▸ **TEXTO APRESENTADO**:
• • •
As dezessete décadas que nos separam desse movimento não foram suficientes para concretizar o idealismo e a esperança daqueles pensadores que aderiram espontaneamente àquele movimento.

Não precisou passar muito tempo para surgirem as primeiras decepções. Os conhecimentos técnico-científicos que se pensava ser o grande pilar para domínio e controle da natureza, organizando o social e evitando conflitos, revoltas, revoluções não conseguiram barrar o desencadeamento da II Guerra Mundial e outras guerras que se seguiram – Coréia, Vietnam, Oriente Médio, Iraque etc. O nosso incomparável Ruy Barbosa nascido na Bahia em 1849, foi contemporâneo, mas não partícipe do movimento realista. Compelido por razões de ordem moral em discurso no Senado em 1914, decepcionado com o triunfo e a prosperidade de tantas injustiças e desonras, profetizava a possibilidade dos homens de bem virem a sentir vergo-nha da honestidade.

Pena que os problemas sociais ainda perdurem, esperando pelas tão propaladas reformas. Lamentável que as sociedades continuem a ser mais injustas de modo crescente, tornando-se desiguais em renda e oportunidades. Deplorável, perceber-se que a justiça social transformou-se em utopia e os escândalos das altas rodas, principalmente nos meios políticos, multiplicam-se, refletindo-se nos esquemas fecundos de suborno e corrupção. Corrupção esta, tal como um indesejável cancro que se pretendia revelar e extirpar, tornou-se endêmica desde o mais miserável ao mais desenvolvido dos países.
• • •
▸ **REGISTROS FORNECIDOS**:

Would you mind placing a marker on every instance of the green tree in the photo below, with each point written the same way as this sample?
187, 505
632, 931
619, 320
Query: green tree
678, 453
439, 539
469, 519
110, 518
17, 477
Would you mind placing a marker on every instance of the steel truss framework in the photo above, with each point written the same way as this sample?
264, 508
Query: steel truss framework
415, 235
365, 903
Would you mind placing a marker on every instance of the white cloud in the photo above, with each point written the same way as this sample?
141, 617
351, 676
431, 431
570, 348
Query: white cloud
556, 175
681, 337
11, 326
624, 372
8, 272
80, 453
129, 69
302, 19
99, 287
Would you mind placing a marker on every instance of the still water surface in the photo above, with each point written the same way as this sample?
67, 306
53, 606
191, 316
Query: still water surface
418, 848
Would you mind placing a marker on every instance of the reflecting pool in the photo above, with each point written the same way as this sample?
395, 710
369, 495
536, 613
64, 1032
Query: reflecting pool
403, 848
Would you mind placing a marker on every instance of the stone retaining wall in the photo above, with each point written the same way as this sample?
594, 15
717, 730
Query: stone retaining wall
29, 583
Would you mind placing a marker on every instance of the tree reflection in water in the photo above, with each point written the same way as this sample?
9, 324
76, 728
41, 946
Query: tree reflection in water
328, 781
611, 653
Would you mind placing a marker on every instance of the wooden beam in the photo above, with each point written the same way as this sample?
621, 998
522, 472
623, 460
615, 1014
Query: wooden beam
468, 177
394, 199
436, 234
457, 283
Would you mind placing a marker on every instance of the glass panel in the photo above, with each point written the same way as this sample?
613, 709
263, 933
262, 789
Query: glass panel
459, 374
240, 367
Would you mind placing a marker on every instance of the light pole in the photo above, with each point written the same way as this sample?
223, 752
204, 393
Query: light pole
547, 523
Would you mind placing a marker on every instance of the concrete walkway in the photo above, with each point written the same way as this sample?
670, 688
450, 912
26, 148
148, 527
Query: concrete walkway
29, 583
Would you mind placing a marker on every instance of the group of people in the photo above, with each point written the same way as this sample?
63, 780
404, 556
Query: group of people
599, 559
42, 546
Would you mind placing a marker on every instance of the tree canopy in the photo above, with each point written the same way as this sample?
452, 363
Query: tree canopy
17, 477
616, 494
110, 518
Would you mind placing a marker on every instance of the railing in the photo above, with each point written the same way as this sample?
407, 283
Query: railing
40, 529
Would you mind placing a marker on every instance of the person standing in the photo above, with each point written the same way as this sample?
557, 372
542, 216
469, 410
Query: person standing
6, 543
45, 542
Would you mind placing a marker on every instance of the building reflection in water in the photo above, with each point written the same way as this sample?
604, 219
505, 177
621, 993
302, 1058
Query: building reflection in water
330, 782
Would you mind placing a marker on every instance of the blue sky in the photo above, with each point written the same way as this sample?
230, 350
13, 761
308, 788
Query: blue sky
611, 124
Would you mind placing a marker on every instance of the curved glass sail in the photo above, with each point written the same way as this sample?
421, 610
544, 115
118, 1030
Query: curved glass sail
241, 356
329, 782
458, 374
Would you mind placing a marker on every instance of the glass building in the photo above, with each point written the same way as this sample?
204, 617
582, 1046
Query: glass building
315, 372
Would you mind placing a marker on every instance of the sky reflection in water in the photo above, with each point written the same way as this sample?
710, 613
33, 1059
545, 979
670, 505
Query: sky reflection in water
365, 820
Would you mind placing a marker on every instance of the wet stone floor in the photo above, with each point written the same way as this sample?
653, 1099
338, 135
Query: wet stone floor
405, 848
• • •
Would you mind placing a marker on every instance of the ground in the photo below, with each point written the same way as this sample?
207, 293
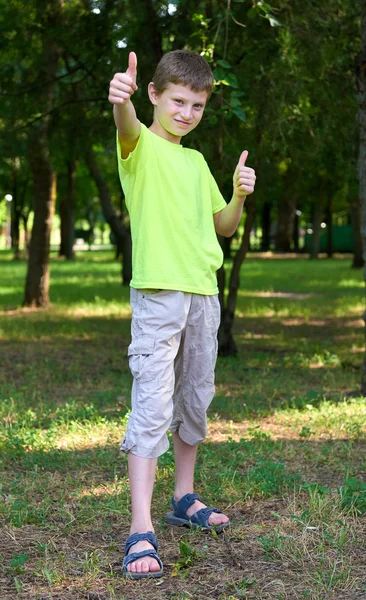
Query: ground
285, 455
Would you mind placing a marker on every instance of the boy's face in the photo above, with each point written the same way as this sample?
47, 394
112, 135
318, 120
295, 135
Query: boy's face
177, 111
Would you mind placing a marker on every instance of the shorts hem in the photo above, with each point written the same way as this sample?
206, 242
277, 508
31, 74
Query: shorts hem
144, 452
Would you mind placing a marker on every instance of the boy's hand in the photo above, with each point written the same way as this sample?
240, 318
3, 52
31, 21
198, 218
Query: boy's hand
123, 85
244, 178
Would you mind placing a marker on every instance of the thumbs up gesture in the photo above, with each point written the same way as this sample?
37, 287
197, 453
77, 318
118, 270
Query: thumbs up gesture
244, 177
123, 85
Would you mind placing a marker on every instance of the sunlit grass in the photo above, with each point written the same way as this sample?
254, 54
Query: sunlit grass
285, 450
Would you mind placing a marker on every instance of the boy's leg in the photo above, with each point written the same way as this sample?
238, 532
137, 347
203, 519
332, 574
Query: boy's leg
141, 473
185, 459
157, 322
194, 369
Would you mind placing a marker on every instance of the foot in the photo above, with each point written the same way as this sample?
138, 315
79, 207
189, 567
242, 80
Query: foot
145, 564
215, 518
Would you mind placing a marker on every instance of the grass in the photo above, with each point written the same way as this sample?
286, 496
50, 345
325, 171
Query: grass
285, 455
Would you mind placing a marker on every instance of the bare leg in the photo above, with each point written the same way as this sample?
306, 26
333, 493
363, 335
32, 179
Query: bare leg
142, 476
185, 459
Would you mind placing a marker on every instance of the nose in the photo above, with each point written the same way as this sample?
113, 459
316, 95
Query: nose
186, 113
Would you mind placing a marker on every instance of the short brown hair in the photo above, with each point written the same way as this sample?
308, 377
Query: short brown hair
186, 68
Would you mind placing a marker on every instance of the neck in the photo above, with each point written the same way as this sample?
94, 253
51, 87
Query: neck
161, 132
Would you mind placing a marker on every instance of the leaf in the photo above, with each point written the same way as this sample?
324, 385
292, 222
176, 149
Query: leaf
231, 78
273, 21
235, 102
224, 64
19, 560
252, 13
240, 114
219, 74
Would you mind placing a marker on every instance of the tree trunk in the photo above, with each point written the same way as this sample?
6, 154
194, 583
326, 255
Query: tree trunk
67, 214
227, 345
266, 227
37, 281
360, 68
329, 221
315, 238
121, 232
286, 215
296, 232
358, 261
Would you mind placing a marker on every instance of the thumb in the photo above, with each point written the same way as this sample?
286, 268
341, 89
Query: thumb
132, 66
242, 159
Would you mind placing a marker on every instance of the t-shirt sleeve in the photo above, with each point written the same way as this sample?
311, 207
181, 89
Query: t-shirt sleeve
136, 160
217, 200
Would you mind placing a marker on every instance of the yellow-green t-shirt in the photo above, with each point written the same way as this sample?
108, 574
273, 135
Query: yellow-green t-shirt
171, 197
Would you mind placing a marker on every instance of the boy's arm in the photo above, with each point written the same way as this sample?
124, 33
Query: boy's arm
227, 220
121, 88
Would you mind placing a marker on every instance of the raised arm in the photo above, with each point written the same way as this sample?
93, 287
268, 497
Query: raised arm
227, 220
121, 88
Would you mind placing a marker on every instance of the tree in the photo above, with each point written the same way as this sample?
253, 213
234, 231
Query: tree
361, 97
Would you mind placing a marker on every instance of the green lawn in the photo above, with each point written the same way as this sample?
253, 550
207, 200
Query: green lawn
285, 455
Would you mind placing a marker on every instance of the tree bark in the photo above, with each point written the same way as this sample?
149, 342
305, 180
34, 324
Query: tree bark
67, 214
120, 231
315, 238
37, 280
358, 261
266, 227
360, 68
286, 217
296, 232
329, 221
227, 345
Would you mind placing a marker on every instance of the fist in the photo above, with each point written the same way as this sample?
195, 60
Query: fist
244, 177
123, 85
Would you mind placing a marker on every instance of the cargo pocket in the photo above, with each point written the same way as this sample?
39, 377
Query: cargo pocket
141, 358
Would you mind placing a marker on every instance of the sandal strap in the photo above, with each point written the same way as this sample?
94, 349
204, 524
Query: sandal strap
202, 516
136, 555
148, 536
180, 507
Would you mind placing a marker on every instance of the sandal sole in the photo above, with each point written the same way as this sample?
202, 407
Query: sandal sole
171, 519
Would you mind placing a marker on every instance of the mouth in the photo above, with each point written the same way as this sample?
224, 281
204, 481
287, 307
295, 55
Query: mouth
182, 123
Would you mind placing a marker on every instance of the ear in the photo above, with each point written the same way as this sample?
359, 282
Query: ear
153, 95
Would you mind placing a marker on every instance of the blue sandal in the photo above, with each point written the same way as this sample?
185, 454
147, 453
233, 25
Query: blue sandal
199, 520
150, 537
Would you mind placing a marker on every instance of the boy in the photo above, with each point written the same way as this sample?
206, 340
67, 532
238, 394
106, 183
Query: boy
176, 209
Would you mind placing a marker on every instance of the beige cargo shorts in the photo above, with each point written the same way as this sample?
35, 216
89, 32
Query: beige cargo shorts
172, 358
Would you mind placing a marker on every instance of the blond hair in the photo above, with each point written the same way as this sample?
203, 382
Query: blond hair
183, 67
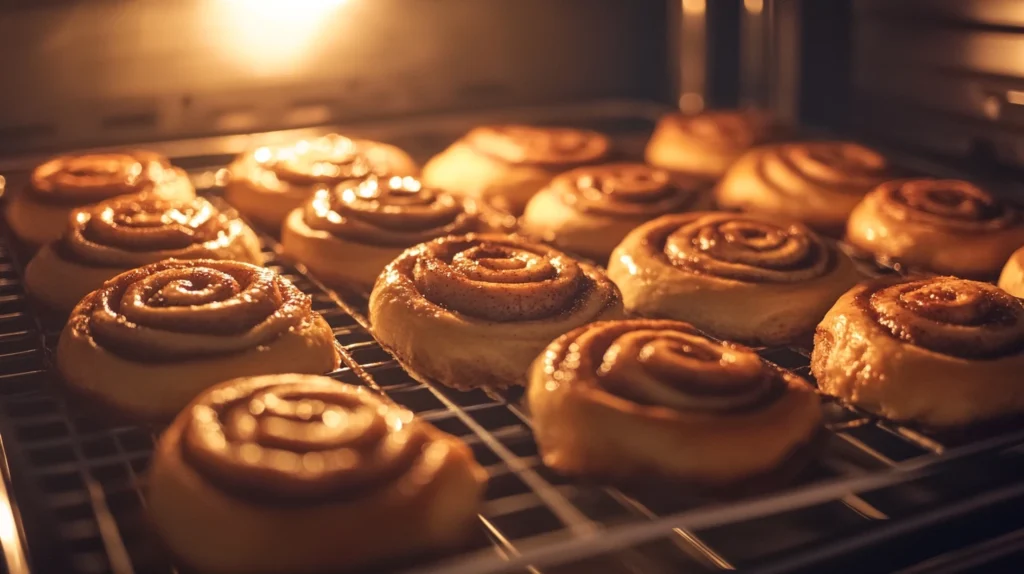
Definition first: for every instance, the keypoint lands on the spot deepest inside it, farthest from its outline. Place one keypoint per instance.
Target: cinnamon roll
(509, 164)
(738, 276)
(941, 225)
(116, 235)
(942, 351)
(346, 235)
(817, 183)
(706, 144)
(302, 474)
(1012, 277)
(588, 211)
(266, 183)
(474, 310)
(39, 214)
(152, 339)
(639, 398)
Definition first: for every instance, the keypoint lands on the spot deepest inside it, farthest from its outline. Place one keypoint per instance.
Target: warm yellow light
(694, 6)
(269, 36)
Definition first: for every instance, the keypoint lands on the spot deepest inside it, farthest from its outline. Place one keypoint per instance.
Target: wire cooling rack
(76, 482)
• • •
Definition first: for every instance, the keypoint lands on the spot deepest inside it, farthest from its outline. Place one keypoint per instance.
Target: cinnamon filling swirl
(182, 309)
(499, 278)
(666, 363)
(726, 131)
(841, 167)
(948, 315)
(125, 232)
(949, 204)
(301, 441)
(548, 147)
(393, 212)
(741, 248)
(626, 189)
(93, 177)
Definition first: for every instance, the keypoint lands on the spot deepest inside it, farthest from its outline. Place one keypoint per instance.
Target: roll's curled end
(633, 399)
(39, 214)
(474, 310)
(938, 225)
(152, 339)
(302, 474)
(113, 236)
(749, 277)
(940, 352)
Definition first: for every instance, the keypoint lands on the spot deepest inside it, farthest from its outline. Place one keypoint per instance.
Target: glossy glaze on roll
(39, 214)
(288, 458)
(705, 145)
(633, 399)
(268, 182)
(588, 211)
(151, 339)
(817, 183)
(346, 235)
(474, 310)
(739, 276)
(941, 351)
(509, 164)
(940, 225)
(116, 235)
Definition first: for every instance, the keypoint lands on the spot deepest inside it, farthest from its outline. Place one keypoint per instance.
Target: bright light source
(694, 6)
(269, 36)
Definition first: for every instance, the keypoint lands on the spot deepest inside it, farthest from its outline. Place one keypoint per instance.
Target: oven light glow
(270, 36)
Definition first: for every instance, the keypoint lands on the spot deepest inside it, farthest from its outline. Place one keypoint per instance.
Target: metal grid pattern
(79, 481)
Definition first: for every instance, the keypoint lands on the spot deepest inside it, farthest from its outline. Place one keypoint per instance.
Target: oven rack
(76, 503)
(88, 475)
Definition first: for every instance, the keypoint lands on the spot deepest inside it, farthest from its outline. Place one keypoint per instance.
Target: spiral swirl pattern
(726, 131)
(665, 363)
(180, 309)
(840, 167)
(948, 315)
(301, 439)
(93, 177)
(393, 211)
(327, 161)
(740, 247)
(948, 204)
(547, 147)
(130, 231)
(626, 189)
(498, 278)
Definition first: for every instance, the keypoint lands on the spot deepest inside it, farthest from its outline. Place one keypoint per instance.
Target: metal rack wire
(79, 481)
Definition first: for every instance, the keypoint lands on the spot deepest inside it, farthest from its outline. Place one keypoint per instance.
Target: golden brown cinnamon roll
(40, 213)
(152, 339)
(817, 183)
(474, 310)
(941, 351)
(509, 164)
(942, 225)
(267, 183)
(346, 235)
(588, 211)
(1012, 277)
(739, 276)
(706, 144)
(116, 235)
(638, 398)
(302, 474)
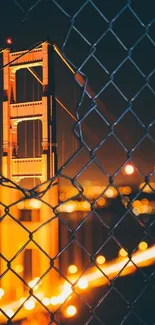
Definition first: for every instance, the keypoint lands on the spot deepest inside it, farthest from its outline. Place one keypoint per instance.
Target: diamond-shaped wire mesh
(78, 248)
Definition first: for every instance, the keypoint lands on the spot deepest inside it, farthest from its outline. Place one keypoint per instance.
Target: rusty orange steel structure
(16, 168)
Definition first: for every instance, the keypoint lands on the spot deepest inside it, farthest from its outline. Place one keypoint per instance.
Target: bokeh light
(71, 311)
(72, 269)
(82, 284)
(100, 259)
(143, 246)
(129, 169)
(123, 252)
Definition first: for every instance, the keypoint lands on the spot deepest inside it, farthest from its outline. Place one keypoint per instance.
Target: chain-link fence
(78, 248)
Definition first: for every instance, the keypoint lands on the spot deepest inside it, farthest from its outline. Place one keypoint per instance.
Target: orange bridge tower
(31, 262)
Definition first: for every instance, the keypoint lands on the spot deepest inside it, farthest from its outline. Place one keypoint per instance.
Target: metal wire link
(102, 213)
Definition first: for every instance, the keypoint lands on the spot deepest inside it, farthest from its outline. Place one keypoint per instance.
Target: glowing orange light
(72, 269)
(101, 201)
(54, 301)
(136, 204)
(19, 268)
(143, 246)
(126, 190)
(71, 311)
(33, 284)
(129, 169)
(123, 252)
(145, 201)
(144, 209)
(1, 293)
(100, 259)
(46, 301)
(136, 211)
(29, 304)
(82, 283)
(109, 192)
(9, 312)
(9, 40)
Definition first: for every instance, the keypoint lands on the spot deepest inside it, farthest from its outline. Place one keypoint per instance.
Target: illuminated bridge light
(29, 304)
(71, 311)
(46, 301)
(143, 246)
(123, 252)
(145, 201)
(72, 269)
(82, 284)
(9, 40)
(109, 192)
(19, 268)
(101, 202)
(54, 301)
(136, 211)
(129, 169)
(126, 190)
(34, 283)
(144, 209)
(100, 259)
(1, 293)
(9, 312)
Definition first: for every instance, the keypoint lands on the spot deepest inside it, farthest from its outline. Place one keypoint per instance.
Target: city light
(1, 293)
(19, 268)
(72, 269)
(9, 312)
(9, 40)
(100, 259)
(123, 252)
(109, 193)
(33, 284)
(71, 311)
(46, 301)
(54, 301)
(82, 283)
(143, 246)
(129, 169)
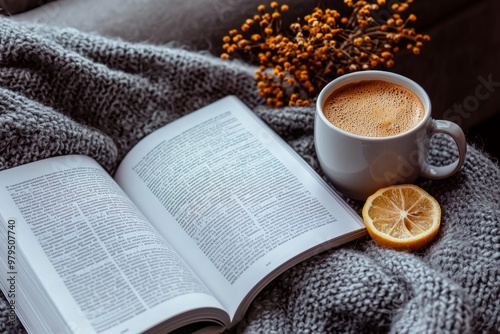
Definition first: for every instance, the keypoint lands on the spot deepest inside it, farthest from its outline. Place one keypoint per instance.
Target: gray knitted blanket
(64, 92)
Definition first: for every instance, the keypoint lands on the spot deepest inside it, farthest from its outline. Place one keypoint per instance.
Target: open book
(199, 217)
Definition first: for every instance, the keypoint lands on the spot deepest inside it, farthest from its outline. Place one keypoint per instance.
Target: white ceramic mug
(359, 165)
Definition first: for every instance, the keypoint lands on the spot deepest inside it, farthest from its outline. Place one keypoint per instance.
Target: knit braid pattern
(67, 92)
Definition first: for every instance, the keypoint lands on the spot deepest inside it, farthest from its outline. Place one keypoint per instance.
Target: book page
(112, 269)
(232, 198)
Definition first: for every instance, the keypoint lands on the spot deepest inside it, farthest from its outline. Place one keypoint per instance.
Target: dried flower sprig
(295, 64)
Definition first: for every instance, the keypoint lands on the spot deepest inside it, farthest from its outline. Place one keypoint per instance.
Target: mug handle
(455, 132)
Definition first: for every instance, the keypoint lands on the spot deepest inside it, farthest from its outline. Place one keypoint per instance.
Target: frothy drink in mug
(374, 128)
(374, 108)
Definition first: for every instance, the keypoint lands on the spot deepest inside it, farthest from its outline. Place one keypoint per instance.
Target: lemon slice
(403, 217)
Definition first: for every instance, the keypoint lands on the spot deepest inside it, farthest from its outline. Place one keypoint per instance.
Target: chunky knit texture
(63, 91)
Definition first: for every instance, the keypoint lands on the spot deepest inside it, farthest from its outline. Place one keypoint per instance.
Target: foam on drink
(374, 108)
• • •
▸ **TAREFA**: Transcreva, sem nenhuma alteração, o trecho do texto apresentado que começa em "As dezessete décadas" e termina em "espontaneamente àquele movimento.".

▸ **RESOLUÇÃO COMPLETA**:
As dezessete décadas que nos separam desse movimento não foram suficientes para concretizar o idealismo e a esperança daqueles pensadores que aderiram espontaneamente àquele movimento.